■ YOUR ASSIGNMENT
When you reach the line with "Target: shrub", transcribe it and each line after it through the last one below, exactly. Pictures stay out.

(ENTRIES SUPPLIED Opens)

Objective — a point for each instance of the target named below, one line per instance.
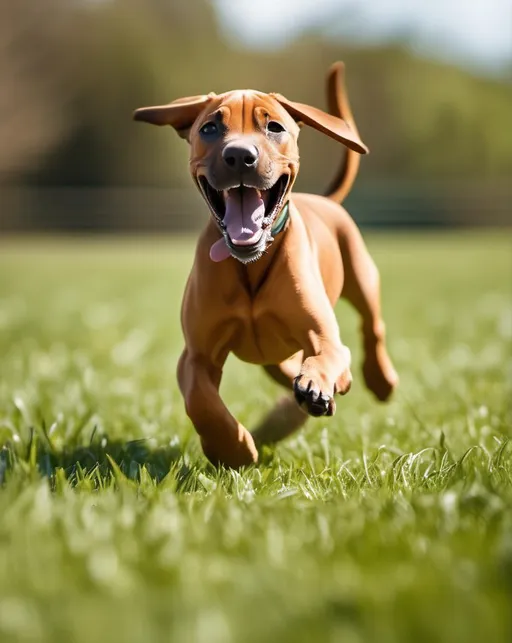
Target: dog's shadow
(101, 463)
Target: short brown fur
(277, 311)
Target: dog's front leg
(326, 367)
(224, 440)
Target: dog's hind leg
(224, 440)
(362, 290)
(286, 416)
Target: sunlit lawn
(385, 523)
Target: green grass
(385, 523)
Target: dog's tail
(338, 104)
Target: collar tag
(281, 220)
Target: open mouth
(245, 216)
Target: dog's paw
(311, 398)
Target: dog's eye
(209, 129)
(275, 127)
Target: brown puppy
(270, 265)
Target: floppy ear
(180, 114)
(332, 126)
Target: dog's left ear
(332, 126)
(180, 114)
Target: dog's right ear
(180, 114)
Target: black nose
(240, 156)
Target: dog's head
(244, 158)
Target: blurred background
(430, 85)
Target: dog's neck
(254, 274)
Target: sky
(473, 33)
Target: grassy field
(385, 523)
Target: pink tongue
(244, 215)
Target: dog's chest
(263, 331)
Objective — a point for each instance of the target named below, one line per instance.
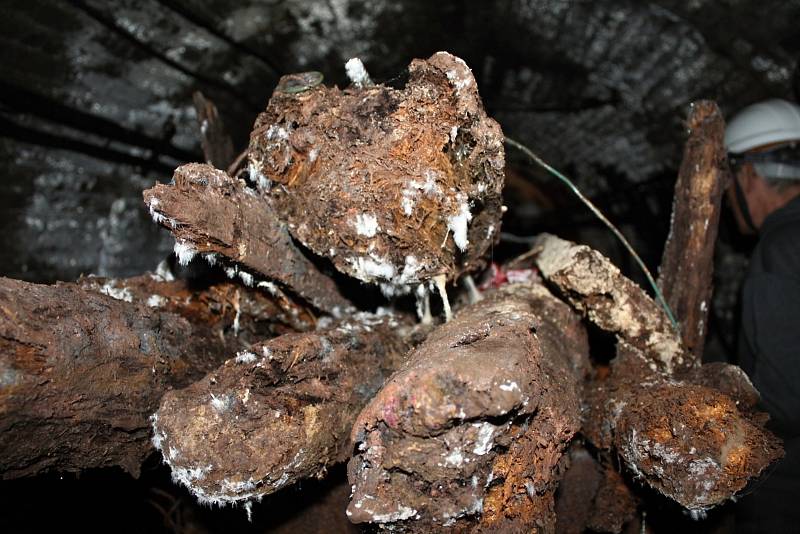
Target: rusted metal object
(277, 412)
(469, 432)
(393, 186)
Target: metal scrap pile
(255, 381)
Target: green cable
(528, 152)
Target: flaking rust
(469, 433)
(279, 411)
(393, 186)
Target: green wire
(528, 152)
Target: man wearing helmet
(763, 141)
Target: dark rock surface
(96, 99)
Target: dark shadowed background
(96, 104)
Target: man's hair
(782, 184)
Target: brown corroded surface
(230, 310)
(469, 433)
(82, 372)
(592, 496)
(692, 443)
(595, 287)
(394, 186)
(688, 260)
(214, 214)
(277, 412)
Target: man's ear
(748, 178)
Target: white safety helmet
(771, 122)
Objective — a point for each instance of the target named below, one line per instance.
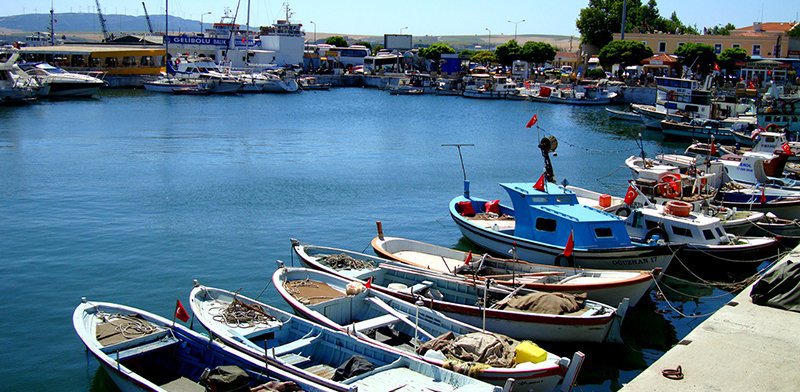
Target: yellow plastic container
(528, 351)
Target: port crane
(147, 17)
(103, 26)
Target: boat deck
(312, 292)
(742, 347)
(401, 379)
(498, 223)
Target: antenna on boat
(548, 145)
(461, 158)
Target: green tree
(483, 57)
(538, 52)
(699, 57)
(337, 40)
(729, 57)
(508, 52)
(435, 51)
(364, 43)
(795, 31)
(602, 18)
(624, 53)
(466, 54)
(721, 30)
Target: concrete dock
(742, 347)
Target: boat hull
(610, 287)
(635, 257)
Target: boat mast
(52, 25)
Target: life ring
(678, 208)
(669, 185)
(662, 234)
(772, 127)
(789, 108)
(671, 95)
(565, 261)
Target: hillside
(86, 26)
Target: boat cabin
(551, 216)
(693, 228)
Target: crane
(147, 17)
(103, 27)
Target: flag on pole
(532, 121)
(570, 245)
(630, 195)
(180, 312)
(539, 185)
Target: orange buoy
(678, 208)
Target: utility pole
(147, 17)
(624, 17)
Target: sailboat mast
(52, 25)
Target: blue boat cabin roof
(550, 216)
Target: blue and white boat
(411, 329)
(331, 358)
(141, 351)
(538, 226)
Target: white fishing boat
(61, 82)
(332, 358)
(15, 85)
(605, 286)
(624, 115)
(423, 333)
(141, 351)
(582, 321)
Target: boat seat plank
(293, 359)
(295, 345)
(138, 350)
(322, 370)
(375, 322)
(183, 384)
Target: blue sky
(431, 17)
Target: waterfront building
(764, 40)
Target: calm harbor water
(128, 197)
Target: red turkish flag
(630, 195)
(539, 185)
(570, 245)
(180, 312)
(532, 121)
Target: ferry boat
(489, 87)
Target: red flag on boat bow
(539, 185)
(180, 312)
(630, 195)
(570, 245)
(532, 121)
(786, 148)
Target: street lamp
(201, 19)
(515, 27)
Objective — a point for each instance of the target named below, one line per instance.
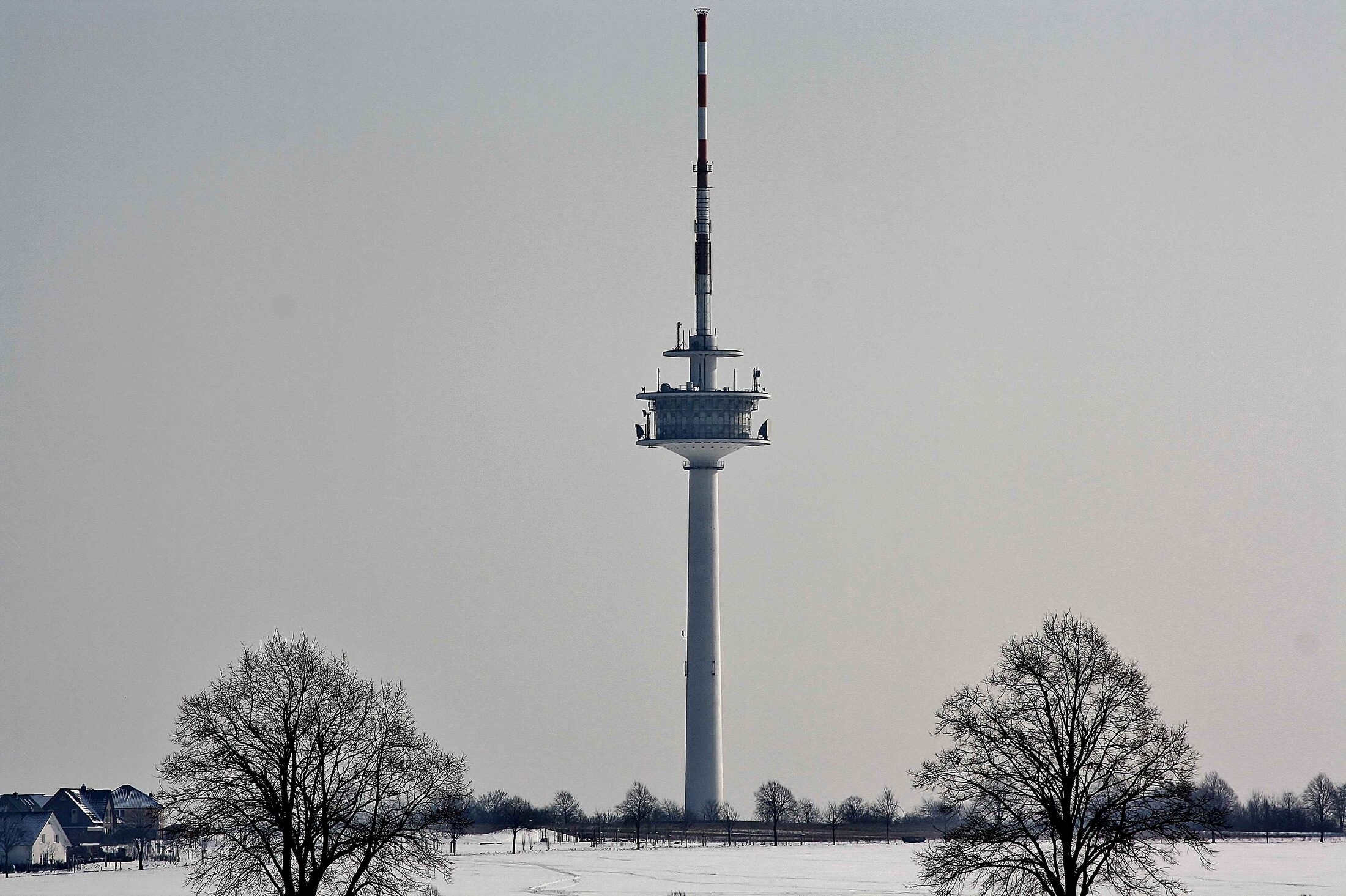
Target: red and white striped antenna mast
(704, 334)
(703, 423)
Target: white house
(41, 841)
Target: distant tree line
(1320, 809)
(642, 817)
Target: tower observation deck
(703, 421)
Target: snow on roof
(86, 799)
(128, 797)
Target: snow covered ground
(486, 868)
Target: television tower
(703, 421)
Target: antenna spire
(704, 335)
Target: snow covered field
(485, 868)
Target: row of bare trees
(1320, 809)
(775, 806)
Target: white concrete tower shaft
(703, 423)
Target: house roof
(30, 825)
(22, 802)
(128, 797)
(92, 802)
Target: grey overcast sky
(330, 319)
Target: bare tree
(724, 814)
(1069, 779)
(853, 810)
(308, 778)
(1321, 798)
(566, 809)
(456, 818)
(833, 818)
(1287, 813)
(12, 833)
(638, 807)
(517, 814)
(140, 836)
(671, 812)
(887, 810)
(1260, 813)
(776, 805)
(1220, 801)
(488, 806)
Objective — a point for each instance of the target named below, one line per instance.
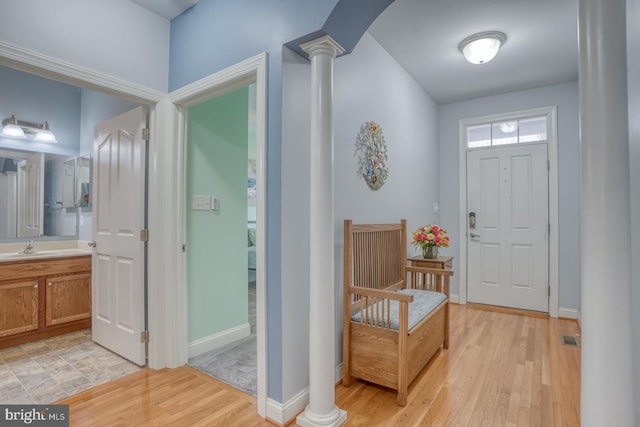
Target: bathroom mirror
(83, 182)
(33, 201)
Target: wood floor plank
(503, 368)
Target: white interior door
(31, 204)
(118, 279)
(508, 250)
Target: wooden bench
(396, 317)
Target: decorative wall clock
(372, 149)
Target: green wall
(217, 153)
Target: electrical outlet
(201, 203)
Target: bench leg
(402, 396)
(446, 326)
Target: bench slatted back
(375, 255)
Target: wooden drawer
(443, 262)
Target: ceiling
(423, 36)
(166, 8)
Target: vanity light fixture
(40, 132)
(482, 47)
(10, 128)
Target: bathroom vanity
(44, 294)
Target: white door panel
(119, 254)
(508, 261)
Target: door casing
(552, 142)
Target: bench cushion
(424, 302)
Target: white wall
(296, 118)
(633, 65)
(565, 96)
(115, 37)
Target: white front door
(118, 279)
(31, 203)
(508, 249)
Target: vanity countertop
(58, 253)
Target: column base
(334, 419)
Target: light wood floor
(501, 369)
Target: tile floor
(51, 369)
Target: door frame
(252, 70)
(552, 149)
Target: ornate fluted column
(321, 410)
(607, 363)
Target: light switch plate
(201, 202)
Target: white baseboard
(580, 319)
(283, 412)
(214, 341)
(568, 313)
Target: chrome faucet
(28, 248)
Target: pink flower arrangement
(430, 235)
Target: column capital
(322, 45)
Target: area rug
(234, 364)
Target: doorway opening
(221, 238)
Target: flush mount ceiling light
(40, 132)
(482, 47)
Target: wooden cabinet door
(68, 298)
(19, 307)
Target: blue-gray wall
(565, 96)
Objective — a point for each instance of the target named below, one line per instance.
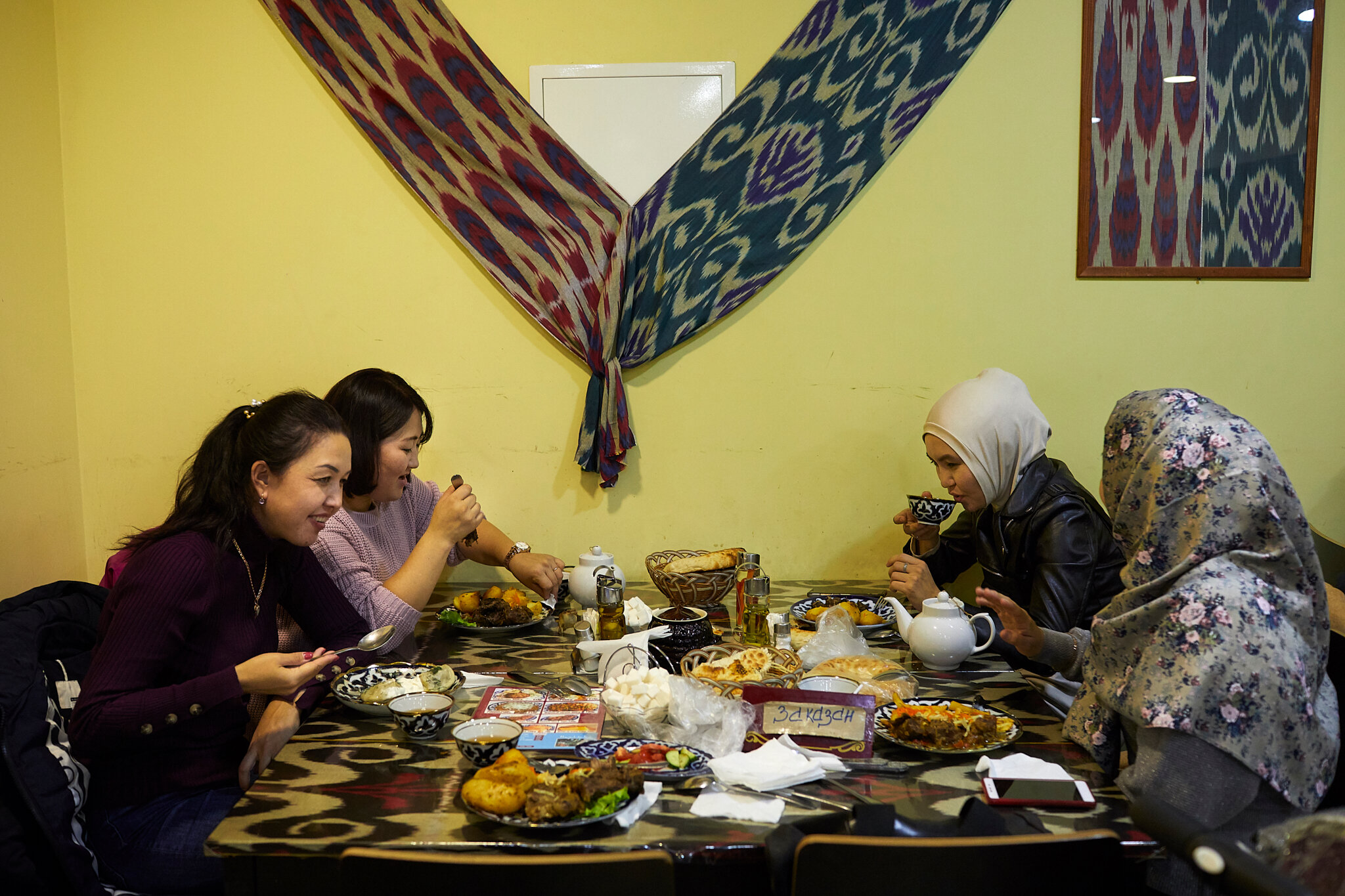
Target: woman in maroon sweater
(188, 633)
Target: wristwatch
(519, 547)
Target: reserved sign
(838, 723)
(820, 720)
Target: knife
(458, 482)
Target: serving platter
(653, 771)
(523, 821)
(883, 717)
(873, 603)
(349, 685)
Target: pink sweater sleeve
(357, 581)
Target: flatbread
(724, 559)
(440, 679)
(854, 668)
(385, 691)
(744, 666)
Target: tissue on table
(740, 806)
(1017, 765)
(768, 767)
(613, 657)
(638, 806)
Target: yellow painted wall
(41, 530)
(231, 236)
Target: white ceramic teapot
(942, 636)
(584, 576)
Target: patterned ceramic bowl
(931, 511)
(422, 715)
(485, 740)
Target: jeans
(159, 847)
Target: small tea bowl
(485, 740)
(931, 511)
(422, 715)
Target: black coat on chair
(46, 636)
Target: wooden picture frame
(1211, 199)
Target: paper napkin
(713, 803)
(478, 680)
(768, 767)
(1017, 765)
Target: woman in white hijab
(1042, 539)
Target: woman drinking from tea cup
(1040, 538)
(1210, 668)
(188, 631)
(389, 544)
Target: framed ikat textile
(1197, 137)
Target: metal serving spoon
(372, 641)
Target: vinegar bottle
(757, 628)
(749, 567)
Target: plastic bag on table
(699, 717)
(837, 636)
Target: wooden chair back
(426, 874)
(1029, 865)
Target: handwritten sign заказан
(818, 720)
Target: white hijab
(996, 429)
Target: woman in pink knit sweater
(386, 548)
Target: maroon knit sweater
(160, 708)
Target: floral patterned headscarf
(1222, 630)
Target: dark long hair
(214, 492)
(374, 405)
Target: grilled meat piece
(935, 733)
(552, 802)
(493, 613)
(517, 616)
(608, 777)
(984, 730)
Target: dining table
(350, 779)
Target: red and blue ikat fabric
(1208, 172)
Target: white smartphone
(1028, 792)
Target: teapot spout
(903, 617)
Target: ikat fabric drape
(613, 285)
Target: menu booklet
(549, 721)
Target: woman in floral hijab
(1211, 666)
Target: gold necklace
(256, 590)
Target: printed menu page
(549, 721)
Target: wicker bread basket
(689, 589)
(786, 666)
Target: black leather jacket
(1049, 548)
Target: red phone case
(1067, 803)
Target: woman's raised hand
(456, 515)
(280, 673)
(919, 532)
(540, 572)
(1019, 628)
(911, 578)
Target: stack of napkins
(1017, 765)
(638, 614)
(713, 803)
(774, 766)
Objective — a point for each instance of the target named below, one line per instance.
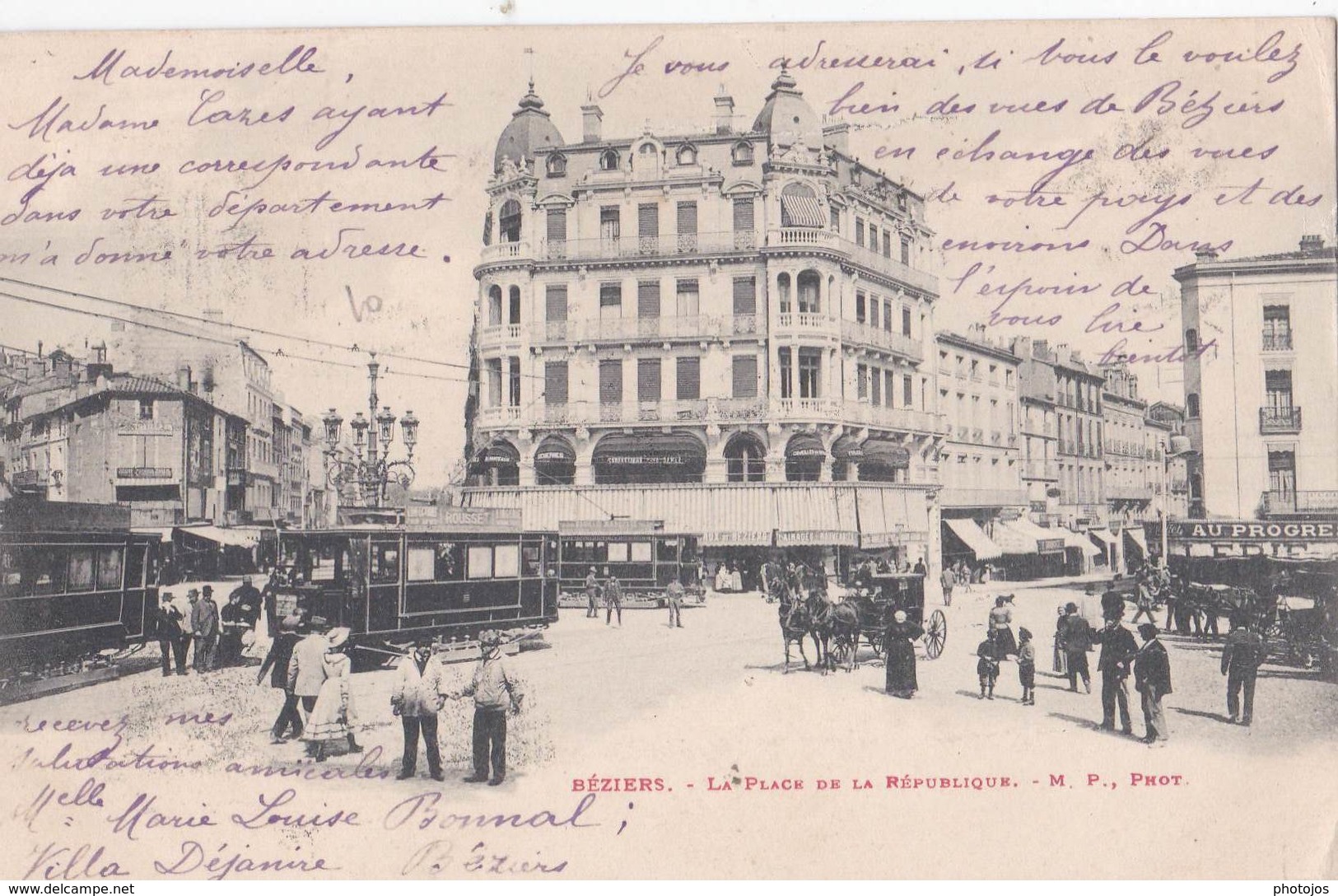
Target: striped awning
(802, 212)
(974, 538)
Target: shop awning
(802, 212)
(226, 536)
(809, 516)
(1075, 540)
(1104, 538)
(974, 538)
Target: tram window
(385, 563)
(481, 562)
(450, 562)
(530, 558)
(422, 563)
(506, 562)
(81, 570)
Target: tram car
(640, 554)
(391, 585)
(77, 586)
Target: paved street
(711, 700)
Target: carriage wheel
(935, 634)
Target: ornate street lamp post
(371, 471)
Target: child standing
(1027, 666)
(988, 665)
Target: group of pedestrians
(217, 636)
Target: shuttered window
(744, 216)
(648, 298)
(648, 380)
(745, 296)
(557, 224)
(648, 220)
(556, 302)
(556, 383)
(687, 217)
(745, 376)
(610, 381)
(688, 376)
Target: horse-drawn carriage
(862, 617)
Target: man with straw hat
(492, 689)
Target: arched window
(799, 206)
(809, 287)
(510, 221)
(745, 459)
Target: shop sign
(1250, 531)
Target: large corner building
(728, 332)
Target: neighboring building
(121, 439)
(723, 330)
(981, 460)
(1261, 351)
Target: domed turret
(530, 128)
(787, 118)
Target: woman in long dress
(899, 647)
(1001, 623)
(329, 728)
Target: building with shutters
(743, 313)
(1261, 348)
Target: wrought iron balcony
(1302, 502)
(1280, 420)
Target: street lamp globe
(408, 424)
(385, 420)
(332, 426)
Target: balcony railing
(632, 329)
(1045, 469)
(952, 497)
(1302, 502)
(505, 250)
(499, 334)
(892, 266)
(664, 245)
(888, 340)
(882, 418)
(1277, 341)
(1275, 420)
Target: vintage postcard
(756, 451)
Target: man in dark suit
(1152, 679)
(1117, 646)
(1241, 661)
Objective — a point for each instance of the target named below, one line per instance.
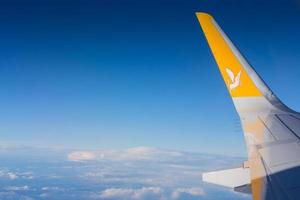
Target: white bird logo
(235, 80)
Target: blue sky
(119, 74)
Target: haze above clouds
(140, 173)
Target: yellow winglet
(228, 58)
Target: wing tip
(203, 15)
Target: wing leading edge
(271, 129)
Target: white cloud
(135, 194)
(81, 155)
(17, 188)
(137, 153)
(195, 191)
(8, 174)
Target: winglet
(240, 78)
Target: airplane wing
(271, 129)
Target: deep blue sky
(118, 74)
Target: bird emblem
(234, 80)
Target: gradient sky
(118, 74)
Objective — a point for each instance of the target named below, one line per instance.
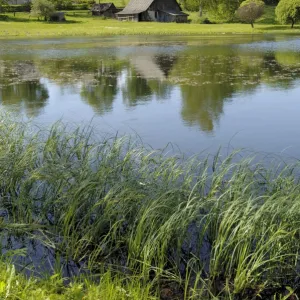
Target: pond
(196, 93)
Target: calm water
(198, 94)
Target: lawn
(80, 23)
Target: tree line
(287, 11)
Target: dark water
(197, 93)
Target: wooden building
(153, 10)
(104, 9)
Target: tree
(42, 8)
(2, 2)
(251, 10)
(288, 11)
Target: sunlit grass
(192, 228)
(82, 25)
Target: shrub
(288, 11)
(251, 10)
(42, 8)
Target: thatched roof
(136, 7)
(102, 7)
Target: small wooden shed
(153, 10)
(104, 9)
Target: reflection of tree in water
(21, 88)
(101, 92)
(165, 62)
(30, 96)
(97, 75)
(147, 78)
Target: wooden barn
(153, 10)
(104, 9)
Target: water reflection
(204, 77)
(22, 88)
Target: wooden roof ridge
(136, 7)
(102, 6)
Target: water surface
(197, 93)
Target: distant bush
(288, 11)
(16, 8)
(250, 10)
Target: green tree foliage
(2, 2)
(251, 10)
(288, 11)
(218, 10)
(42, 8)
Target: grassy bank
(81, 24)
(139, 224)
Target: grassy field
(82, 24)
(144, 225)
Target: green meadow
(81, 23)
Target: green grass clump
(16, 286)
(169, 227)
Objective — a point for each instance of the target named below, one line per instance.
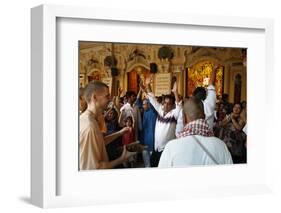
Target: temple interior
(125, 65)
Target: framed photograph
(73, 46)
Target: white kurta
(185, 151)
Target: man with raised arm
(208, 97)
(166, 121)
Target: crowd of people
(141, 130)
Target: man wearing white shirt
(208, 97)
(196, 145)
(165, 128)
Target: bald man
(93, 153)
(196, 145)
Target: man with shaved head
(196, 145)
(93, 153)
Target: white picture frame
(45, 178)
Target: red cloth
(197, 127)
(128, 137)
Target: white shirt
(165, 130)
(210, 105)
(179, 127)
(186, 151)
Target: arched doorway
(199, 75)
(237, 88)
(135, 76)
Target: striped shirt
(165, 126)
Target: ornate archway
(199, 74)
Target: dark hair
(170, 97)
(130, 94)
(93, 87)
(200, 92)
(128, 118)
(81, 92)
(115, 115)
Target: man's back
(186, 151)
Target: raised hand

(ENTRIES SUPPLIED Closes)

■ RESULT OF THE TASK
Target: shrub
(288, 11)
(251, 10)
(42, 8)
Target: thatched roof
(136, 7)
(102, 7)
Target: small wooden shed
(153, 10)
(104, 9)
Target: reflection of tree in water
(21, 88)
(101, 92)
(165, 62)
(30, 96)
(97, 75)
(147, 78)
Target: wooden barn
(153, 10)
(104, 9)
Target: water reflection
(204, 77)
(22, 88)
Target: wooden roof ridge
(136, 7)
(102, 6)
Target: water surface
(197, 93)
Target: distant bush
(288, 11)
(16, 8)
(250, 10)
Target: green tree foliage
(2, 2)
(251, 10)
(288, 11)
(218, 10)
(42, 8)
Target: grassy bank
(81, 24)
(139, 224)
Target: grassy field
(82, 24)
(144, 225)
Target: green meadow
(81, 23)
Target: green grass clump
(16, 286)
(169, 227)
Objective — a point for each instance of the target named below, one line per instance.
Target: temple interior
(125, 65)
Target: framed photograph
(73, 46)
Target: white kurta
(185, 151)
Target: man with raised arm
(208, 97)
(166, 121)
Target: crowd of people
(141, 130)
Target: man wearing white shirt
(208, 97)
(196, 145)
(165, 128)
Target: bald man
(93, 153)
(196, 145)
Target: man with shaved head
(196, 145)
(93, 153)
Target: white picture frame
(45, 178)
Target: red cloth
(197, 127)
(128, 137)
Target: white shirt
(165, 130)
(210, 105)
(179, 127)
(186, 151)
Target: arched doorway
(199, 75)
(237, 88)
(135, 76)
Target: striped shirt
(165, 126)
Target: ornate archway
(199, 74)
Target: dark hair
(170, 97)
(130, 94)
(93, 87)
(200, 92)
(128, 118)
(81, 92)
(115, 115)
Target: man's back
(186, 151)
Target: raised hand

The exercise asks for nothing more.